Saved entries:
+--

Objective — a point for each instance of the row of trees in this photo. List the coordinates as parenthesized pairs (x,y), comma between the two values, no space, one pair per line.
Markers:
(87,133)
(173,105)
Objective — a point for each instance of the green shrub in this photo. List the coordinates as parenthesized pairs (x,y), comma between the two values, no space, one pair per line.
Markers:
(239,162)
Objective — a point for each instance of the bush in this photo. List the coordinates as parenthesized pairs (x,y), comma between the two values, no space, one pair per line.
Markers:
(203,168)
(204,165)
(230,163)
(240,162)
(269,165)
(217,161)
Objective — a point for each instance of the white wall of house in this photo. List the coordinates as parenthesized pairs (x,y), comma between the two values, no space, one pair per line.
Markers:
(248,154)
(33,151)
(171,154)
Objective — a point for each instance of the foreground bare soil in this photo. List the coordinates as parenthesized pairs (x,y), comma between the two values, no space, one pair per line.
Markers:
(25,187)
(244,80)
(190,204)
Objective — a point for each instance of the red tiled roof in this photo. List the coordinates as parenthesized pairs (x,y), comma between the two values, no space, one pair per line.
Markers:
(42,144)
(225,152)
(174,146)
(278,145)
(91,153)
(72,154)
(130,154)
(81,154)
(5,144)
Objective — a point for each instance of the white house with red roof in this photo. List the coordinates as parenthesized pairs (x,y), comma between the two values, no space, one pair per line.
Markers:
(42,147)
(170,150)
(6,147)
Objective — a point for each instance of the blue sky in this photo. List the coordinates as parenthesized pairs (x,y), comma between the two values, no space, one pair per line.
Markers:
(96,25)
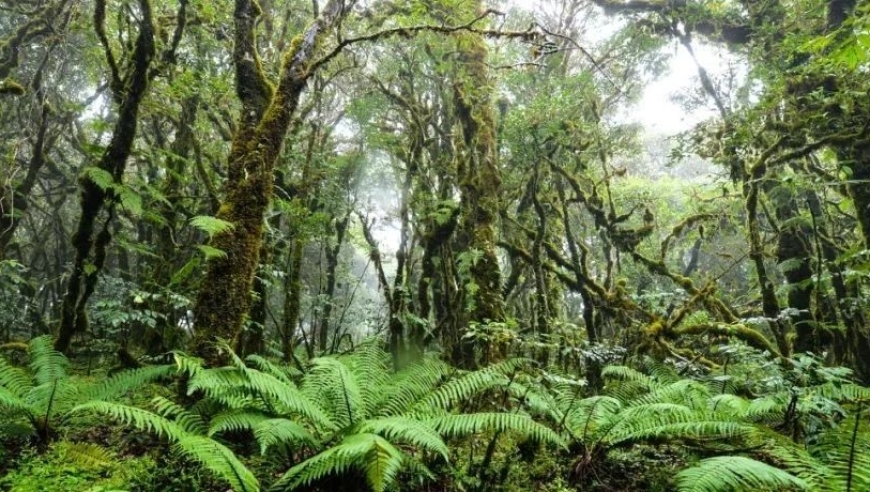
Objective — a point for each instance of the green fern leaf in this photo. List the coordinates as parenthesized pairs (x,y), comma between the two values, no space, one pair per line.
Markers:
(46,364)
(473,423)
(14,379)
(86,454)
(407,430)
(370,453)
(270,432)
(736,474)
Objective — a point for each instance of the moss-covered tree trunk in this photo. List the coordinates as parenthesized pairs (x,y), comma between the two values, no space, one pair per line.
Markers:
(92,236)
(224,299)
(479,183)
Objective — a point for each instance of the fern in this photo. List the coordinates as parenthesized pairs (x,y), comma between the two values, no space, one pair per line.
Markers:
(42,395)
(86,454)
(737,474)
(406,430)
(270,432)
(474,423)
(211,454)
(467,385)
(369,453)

+--

To be done: Change every "Objective" in the lines above to "Goal" and keep everything else the same. Leave the pictures out of your answer.

The answer:
Goal — a point for each instance of the row of trees in this photo. List the coordinates as parenthesized pairs (x,y), comma between the two values, no space, one pair per line.
Markers:
(87,133)
(173,105)
Goal — a point for each instance of the green shrub in this photo. List the coordinates as parenthesized pairs (x,y), comma between the two values, no space, one pair per line.
Markers:
(239,162)
Goal — a point for each instance of the bush in this photo. List the coordinates as parenthesized pairs (x,y), comma between the two values, no space, one pair per line.
Markers:
(203,168)
(204,165)
(230,163)
(240,162)
(269,165)
(217,161)
Goal — a point for each instance of the white wall of house in this photo. List the coordinates as parenthesized pairs (x,y), comma between the two values, no space, one pair per line.
Markers:
(248,154)
(33,151)
(171,154)
Goal — a point for each instance of the foreground bare soil in this photo. List the coordinates as parenthesized pairs (x,y), comma between the two values, no space, one pair per line.
Markers:
(25,187)
(244,80)
(190,204)
Goal — a point for each instance of the red tiled roof in this photo. List the coordinates as parenthesized pairs (x,y), comma between the two values, no space, one pair per line.
Markers:
(42,144)
(225,152)
(174,146)
(278,145)
(91,153)
(72,154)
(130,154)
(81,154)
(5,144)
Goal — a point for each instance of the white house with red roof in this photo. List the coordinates as parenthesized pairs (x,y), comma between the two values, no space, one pair per line.
Markers:
(42,147)
(170,150)
(6,147)
Goal — a point for each instance of the blue sky in this photo. List the coordinates as parenthesized pairs (x,y), comma between the two values, no space, one pair per line.
Markers:
(96,25)
Goal — a point for each instance of the green fern leaf in this photo. List the coordinates as parenthesized pairs (x,y), comma between the two values, no space, one pair per line.
Markers:
(46,364)
(473,423)
(14,379)
(86,454)
(407,430)
(370,453)
(270,432)
(736,474)
Goal — a point for each instance of the moss-covered tree trunk in this photo. List the coordinates as parenthesized pairs (x,y), comma between the two values, no space, one pair per line.
Markers:
(92,236)
(224,299)
(479,183)
Goal — a point for each instance of the fern in this photo. List the coordinates as parenthesized pairs (x,y), comma between the two values, no space, one pair per line.
Markers:
(42,395)
(86,454)
(737,474)
(406,430)
(270,432)
(474,423)
(211,454)
(467,385)
(369,453)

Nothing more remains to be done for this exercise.